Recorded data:

****************

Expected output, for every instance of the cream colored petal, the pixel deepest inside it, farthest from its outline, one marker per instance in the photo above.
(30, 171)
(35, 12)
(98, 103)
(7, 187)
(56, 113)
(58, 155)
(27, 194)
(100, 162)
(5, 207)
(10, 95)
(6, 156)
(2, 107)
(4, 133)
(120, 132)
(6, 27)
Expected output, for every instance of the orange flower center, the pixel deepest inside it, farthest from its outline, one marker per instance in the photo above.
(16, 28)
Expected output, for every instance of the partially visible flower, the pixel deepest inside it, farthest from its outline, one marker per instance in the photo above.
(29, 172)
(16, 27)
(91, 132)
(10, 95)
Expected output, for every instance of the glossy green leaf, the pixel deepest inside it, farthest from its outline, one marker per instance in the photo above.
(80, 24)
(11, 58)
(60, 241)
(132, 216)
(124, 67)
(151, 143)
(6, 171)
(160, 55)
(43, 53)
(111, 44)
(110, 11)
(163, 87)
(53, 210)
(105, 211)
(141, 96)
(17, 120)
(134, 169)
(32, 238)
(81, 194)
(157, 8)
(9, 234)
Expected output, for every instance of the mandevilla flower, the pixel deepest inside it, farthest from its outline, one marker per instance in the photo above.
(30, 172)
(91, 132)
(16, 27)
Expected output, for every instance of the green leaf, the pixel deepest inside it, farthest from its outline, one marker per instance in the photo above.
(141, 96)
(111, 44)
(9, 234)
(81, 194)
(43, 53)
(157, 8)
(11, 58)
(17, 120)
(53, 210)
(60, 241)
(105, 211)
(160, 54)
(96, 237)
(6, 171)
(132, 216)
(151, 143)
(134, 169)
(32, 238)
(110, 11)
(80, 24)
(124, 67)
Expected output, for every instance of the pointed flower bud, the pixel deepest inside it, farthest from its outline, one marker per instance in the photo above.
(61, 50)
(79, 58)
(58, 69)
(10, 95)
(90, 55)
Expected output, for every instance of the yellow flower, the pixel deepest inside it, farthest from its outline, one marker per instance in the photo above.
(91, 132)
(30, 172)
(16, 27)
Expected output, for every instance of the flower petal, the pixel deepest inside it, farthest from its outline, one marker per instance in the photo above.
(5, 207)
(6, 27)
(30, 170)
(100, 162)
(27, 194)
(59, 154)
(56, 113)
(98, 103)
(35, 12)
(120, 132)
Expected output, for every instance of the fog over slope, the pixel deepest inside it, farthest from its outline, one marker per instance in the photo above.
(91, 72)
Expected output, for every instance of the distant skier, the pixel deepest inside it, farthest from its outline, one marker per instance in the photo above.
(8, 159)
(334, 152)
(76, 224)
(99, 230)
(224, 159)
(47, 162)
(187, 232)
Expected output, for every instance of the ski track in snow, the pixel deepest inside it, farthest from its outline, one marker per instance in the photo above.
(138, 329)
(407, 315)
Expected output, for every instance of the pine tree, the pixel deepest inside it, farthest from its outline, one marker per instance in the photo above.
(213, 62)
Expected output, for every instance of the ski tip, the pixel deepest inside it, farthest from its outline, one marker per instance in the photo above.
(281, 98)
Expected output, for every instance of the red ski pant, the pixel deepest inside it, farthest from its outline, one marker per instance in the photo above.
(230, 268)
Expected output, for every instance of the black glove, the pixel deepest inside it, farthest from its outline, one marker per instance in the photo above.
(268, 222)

****************

Work to do
Recast the recorded data above as a numbered list that covers every line and leaves out blank lines.

Solution to the problem
1. Expected output, for every instance of the cream colored petal, the pixel deepest inside it, farthest from its outline, one marker per instance in the photo above.
2. (30, 171)
3. (35, 12)
4. (98, 103)
5. (7, 187)
6. (56, 113)
7. (58, 155)
8. (27, 194)
9. (100, 162)
10. (5, 207)
11. (10, 95)
12. (6, 156)
13. (2, 107)
14. (4, 133)
15. (120, 132)
16. (6, 27)
17. Expected output, for every instance of the orange flower center, the pixel deepest inside it, farthest from its outline, one marker per instance in the photo above.
18. (16, 28)
19. Expected output, for every instance of the partially visible flower, the pixel deepest inside it, farthest from its outline, one marker per instance in the photo above.
20. (29, 172)
21. (16, 27)
22. (91, 132)
23. (10, 95)
24. Expected output, for every instance of the glossy green leaf, the pixel deepest inside it, farthest from its outline, one marker per instance in the photo above.
25. (80, 24)
26. (11, 58)
27. (60, 241)
28. (132, 216)
29. (124, 67)
30. (151, 143)
31. (6, 171)
32. (160, 55)
33. (43, 53)
34. (111, 44)
35. (110, 11)
36. (163, 87)
37. (53, 210)
38. (105, 211)
39. (141, 96)
40. (17, 120)
41. (134, 169)
42. (32, 238)
43. (81, 194)
44. (157, 8)
45. (9, 234)
46. Expected output, for every instance of the mandevilla flower, the pixel deepest inside it, farthest from its outline, one marker per instance in the photo above.
47. (30, 172)
48. (91, 132)
49. (16, 27)
50. Expected output, for every instance of the green leaf, the pixel deepest inside it, farthest from its outline, one marker per instance in the photo above.
51. (141, 96)
52. (111, 44)
53. (9, 234)
54. (81, 194)
55. (43, 53)
56. (157, 8)
57. (11, 58)
58. (17, 120)
59. (53, 210)
60. (60, 241)
61. (105, 211)
62. (160, 54)
63. (96, 237)
64. (6, 171)
65. (132, 216)
66. (151, 143)
67. (134, 169)
68. (32, 238)
69. (110, 11)
70. (80, 24)
71. (124, 67)
72. Expected output, for every instance of the pointed flower bud, the pixel deepest inside it, farthest from its outline, one marker per instance in the photo above.
73. (61, 50)
74. (79, 58)
75. (58, 69)
76. (10, 95)
77. (90, 55)
78. Expected output, for every instance of the yellow flower, the pixel deepest inside it, farthest from its outline, one marker per instance in the photo above.
79. (91, 132)
80. (30, 172)
81. (16, 27)
82. Expected output, for every instance of the flower petal, the pixel deepest inside it, farthest from its outline, one marker per instance in the photo above.
83. (5, 207)
84. (6, 27)
85. (30, 170)
86. (100, 162)
87. (27, 194)
88. (59, 154)
89. (56, 113)
90. (98, 103)
91. (35, 12)
92. (120, 132)
93. Expected output, for every instance of the fog over slope, the pixel deepest inside it, farthest from its outline, one marker per instance in the photo above.
94. (91, 72)
95. Expected output, for every instance of the distant skier, the pixel deepest inside it, farthest from its outline, one marker per instance in the photo above.
96. (8, 159)
97. (334, 152)
98. (76, 224)
99. (99, 230)
100. (224, 159)
101. (47, 162)
102. (187, 232)
103. Expected output, for every instance of the ski track in snow, the pixel deepest inside it, farthest from its outline, one marker per instance in the photo above.
104. (138, 329)
105. (407, 315)
106. Expected output, for every instance of the pine tree, the pixel deepest inside it, farthest from its outline, one marker per instance in the photo above.
107. (213, 62)
108. Expected output, for every instance of the ski tip, the pixel deepest inside it, farthest from its outline, one marker per instance in the photo above.
109. (281, 98)
110. Expected output, for every instance of the red ski pant, the pixel deepest inside it, farthest from its outline, one marker per instance in the photo above.
111. (230, 268)
112. Expected output, for every instance of the black glove, the pixel deepest inside it, farthest from its outline, one marker per instance in the photo above.
113. (268, 222)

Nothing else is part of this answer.